Rewrite everything in the records from the line containing "Find the garage" down to the line containing "[(713, 645), (50, 133)]", renaming "black tire" to "rubber tire" and keeping all else unchanged. Leave the pictures out.

::: Task data :::

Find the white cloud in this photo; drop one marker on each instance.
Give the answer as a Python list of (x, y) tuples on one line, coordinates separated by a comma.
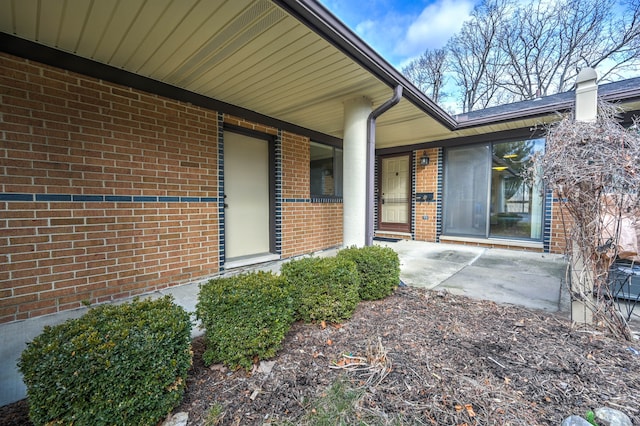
[(435, 25)]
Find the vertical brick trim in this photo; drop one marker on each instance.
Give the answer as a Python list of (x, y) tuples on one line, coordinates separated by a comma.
[(439, 193), (278, 194), (221, 199)]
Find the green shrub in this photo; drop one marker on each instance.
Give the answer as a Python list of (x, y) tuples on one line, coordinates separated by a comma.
[(117, 364), (324, 289), (245, 316), (379, 269)]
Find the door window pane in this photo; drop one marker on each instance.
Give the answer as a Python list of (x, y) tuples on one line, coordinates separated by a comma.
[(466, 190), (516, 205), (395, 190)]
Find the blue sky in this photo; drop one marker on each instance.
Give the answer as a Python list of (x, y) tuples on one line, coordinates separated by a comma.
[(401, 30)]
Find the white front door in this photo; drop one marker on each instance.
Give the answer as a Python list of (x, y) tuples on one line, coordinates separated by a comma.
[(246, 188), (395, 200)]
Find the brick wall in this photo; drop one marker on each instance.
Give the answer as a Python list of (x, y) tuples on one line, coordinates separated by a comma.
[(306, 226), (426, 180), (105, 192), (561, 223)]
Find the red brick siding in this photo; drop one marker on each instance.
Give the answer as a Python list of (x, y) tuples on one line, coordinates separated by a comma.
[(64, 133), (68, 134), (426, 180), (306, 226)]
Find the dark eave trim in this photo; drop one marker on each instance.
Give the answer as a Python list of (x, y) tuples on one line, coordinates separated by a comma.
[(523, 114), (57, 58), (316, 17), (504, 135)]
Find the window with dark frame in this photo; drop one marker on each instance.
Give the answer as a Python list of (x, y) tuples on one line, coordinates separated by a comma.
[(325, 171)]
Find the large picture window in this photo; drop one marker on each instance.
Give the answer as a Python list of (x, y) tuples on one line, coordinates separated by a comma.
[(325, 170), (487, 195)]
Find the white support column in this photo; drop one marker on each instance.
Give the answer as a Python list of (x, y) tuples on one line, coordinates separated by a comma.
[(586, 109), (587, 95), (354, 192)]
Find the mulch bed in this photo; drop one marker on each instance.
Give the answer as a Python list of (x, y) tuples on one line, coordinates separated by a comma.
[(448, 360)]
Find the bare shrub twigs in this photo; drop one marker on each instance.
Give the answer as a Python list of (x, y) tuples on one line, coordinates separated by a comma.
[(594, 170)]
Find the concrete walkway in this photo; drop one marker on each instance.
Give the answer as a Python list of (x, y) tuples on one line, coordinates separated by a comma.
[(533, 280)]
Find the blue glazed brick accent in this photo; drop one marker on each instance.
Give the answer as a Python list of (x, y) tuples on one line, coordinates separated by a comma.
[(439, 194), (16, 197), (221, 230), (297, 200), (100, 198), (88, 198), (119, 198), (53, 197), (546, 237), (278, 194)]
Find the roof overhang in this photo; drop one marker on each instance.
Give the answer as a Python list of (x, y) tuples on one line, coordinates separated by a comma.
[(290, 63)]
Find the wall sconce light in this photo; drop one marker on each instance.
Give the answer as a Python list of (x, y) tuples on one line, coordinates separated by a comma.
[(424, 160)]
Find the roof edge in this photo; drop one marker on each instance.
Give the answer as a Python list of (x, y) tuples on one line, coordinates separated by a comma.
[(33, 51), (319, 19)]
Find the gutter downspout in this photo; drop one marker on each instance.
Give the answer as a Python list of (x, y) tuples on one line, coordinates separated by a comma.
[(371, 155)]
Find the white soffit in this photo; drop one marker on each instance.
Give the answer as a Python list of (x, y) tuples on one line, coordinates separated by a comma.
[(250, 54)]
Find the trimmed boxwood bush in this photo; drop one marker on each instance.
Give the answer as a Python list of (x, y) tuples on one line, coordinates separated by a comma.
[(379, 269), (324, 289), (245, 317), (117, 364)]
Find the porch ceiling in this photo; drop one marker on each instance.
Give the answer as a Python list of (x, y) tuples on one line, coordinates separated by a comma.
[(251, 54)]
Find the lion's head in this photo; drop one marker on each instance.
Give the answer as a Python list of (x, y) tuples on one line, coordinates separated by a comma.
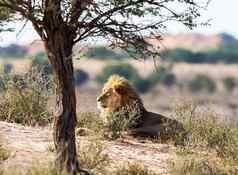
[(116, 94)]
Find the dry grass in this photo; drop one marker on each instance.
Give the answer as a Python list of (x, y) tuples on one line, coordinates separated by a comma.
[(212, 147), (133, 169)]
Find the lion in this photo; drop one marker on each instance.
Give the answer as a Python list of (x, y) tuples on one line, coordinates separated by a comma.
[(118, 94)]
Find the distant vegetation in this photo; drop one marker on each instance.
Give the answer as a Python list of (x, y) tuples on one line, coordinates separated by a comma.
[(141, 84), (202, 83), (226, 52), (13, 51)]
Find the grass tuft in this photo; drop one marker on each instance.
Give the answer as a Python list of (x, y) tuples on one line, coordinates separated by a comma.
[(25, 98), (133, 169)]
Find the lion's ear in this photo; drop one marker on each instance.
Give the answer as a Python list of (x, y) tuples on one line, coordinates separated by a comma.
[(119, 89)]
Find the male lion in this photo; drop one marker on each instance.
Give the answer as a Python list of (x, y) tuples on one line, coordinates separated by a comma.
[(118, 94)]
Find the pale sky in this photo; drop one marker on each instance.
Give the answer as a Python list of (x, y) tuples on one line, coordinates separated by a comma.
[(222, 12)]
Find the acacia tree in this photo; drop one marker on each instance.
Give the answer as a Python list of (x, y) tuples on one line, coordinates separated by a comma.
[(124, 23)]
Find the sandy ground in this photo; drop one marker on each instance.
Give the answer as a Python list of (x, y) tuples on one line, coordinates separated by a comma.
[(30, 145)]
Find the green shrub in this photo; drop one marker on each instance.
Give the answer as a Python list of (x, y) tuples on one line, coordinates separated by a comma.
[(229, 83), (207, 131), (25, 99), (41, 62), (202, 83), (102, 52), (80, 77), (7, 68)]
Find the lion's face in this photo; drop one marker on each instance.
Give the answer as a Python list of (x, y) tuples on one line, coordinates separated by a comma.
[(109, 100)]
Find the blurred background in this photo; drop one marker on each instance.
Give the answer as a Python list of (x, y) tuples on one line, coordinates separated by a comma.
[(199, 65)]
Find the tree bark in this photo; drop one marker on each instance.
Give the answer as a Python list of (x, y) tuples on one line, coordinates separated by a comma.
[(59, 50)]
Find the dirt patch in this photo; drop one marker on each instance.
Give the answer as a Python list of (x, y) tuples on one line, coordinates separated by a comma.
[(29, 145)]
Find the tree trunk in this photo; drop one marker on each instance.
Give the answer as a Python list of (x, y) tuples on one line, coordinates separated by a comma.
[(59, 50)]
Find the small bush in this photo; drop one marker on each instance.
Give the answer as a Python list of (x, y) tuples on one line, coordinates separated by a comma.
[(202, 83), (80, 77), (25, 99), (7, 68), (133, 169), (208, 132), (229, 84), (195, 165)]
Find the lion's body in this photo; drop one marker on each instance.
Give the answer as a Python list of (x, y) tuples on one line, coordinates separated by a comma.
[(118, 94)]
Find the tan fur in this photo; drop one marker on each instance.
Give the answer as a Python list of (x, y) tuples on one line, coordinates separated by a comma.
[(117, 94)]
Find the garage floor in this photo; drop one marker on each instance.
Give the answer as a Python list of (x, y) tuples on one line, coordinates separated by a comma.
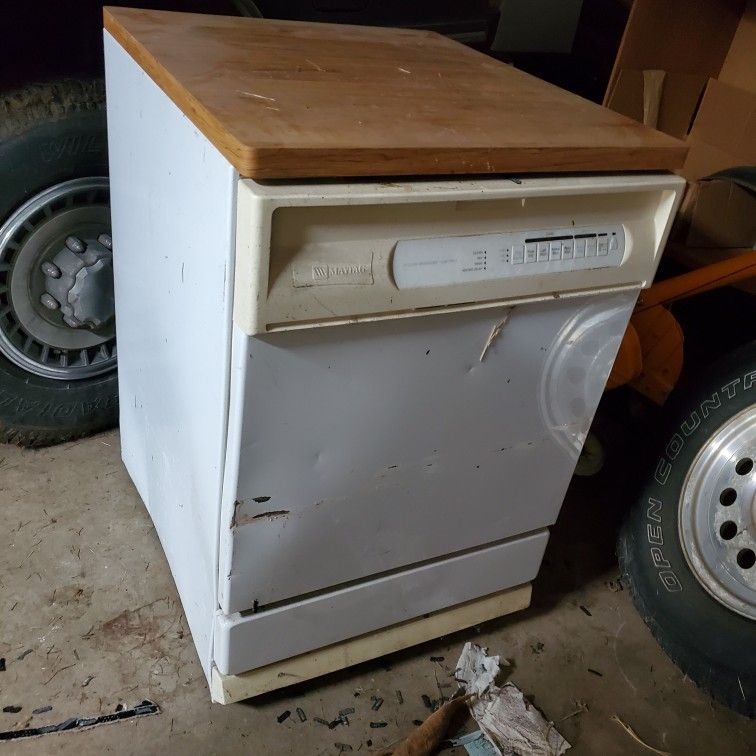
[(91, 619)]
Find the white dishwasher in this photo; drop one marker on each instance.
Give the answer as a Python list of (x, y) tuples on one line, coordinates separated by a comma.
[(353, 407)]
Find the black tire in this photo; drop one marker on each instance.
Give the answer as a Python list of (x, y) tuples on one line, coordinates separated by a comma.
[(713, 645), (50, 133)]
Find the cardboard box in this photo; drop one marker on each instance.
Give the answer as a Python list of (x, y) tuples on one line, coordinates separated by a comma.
[(676, 99), (723, 133), (722, 214)]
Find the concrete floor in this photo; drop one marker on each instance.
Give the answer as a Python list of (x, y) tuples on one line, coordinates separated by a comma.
[(91, 619)]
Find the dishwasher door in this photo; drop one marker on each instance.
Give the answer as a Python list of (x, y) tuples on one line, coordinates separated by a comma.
[(362, 449)]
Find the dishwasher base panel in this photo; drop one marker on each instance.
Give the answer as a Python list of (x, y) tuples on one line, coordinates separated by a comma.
[(248, 640), (227, 689)]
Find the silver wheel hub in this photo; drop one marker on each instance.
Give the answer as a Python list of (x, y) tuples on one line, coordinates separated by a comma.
[(57, 315), (718, 515), (79, 281)]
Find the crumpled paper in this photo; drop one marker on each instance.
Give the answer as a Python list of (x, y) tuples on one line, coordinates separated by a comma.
[(511, 723)]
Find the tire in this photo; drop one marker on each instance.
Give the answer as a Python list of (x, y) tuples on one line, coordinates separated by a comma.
[(707, 632), (50, 134)]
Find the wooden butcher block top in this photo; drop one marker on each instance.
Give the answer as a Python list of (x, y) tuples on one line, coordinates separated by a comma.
[(286, 99)]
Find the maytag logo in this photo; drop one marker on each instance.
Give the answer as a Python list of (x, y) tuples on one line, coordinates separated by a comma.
[(339, 271), (324, 274)]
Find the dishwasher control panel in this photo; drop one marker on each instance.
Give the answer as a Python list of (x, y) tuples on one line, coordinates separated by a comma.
[(444, 261)]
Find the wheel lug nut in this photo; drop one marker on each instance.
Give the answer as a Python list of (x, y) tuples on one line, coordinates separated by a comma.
[(75, 245), (48, 301), (50, 269)]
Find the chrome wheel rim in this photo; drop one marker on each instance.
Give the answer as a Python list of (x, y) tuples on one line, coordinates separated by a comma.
[(718, 515), (57, 323)]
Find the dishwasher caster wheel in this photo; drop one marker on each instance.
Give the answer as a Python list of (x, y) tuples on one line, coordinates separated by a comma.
[(688, 547)]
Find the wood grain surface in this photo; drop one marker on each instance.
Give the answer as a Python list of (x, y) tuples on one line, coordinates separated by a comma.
[(287, 99)]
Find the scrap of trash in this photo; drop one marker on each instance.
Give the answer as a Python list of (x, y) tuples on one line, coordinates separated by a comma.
[(509, 721), (509, 724), (145, 708)]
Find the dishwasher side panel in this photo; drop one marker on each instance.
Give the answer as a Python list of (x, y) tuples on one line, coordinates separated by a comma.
[(173, 284), (368, 448)]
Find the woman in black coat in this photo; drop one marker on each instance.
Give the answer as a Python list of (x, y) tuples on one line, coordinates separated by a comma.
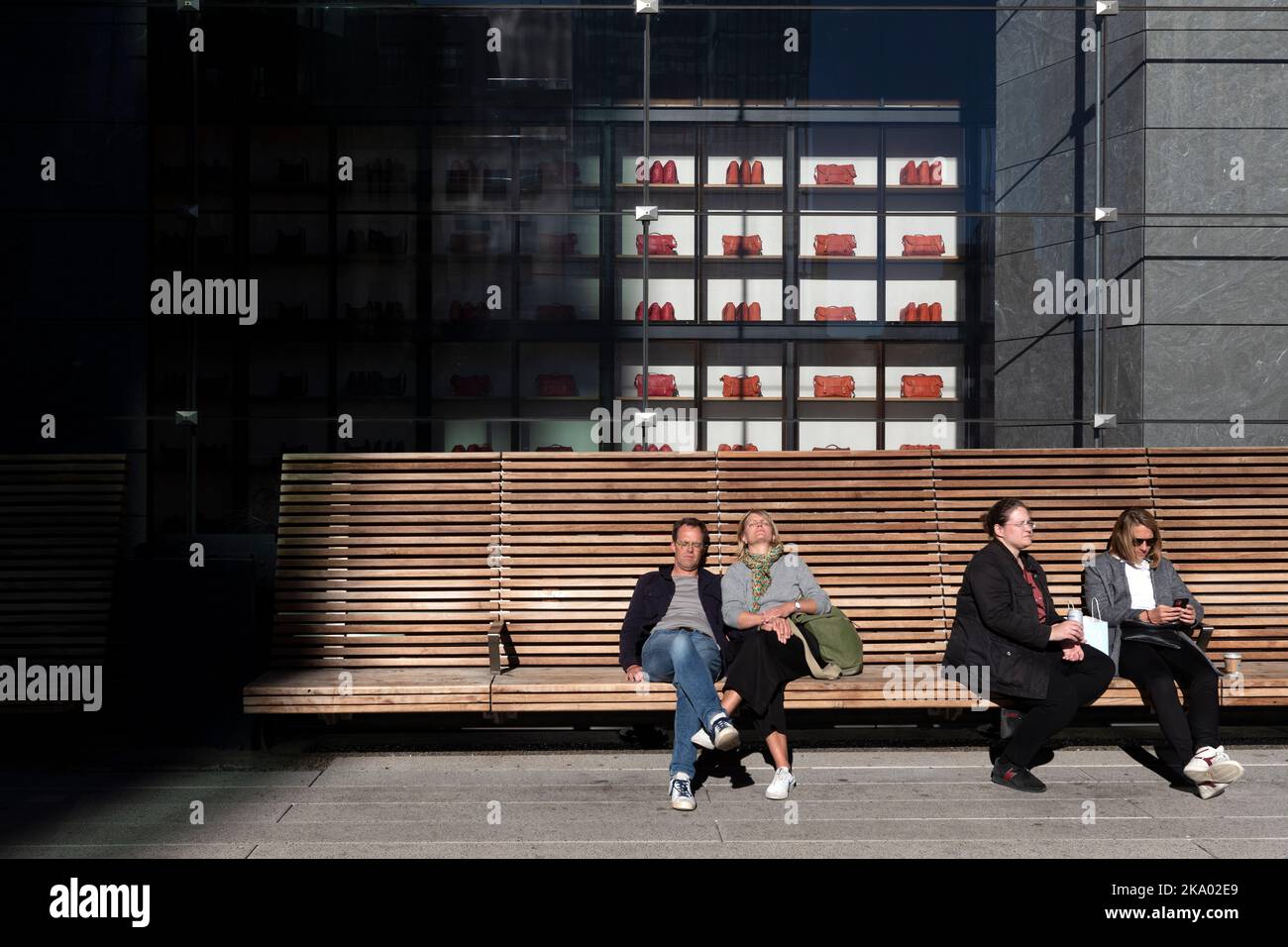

:::

Output of the task |
Find the garage floor in this photo; drop one marker on each instance.
Give the answer as a Python list of (x, y) tuples on one line, coordinates separated by a comma.
[(91, 619)]
Find the white dishwasher in this photo; drop one marker on each instance.
Give the answer as a Python list of (x, y) tuples on one line, coordinates separated by a comma.
[(353, 407)]
Find the rubber tire in this photo; drop one marker on each instance.
Give the answer as a Python list of (x, y) tuples on one line, coordinates separated by a comma.
[(713, 645), (50, 133)]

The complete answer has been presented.